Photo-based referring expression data
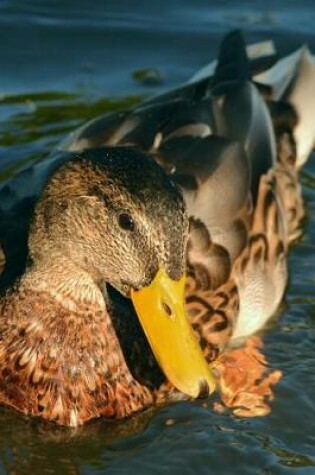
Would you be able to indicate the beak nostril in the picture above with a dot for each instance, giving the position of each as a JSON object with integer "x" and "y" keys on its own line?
{"x": 167, "y": 309}
{"x": 203, "y": 389}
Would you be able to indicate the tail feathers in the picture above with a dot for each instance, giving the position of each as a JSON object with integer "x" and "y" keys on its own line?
{"x": 233, "y": 64}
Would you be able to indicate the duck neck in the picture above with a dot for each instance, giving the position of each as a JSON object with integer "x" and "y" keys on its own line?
{"x": 64, "y": 281}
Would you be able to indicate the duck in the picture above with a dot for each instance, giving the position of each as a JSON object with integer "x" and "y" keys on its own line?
{"x": 184, "y": 206}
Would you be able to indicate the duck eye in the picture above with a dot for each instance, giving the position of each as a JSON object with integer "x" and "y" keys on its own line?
{"x": 126, "y": 222}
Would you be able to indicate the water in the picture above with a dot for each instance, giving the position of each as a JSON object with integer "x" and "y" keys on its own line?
{"x": 64, "y": 62}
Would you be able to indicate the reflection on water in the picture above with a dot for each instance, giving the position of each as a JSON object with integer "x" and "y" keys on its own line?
{"x": 62, "y": 66}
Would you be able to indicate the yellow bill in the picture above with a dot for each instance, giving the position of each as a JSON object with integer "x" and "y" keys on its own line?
{"x": 161, "y": 311}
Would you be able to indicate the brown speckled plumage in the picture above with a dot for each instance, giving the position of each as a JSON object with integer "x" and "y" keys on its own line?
{"x": 60, "y": 357}
{"x": 72, "y": 349}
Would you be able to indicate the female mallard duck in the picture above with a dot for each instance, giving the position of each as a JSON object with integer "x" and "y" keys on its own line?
{"x": 109, "y": 216}
{"x": 71, "y": 347}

**Try it:** Could you print all the entries exactly as they stand, with the pictures left out?

**Response:**
Would you be able to indicate the beak nostril in the picture above with a dot for each instance, giving the position of each as a JSON object with integer "x" and "y" keys on its own line?
{"x": 167, "y": 309}
{"x": 203, "y": 389}
Would you be able to indicate the tail feathers in the picture above with a dot for each instance, giving the position of each as a JSON object with integer "x" and "y" keys on its own line?
{"x": 233, "y": 64}
Would you be able to indicate the duck neck in the picture above with a dot for each instance, giving the position of each as a JSON object with integer "x" and "y" keys on its own line?
{"x": 64, "y": 281}
Would you be able to indicate the duck in the picture above with a dot for each instance, giving the position of each as a JSON object with integer "x" and "y" keys on its own line?
{"x": 184, "y": 206}
Would you be able to indicate the duck eye in the picture above with a dot for each instance, giving the position of each as a JSON object with integer "x" and "y" keys on its own line?
{"x": 126, "y": 222}
Would you be able to indicate the water in the picture above with a dot for each instance, giving the position of each as a JSON object with integer "x" and "y" keys on its own line?
{"x": 64, "y": 62}
Would you be able to indicate the reflection on water in the picture above with a dot for each instance, giving the position of each as a JSON object with integer "x" and "y" keys on its own line?
{"x": 62, "y": 66}
Would you be able to indicate the yellow bill in the picture above with a dot for each instance, giving the position of each as a JSON object with integer "x" and "y" keys on its own line?
{"x": 161, "y": 311}
Would you be able to indicate the brown speckled plumage in the picture above with a dot for each instance, giving the position of each as a JSON object with integer "x" and "y" keys on its own line?
{"x": 60, "y": 357}
{"x": 72, "y": 349}
Would you be able to indicate the female mallard duck in the picture above with a dot for each instance, giving the position of each as a JSON object with integer "x" and "y" keys on its own line?
{"x": 109, "y": 216}
{"x": 71, "y": 347}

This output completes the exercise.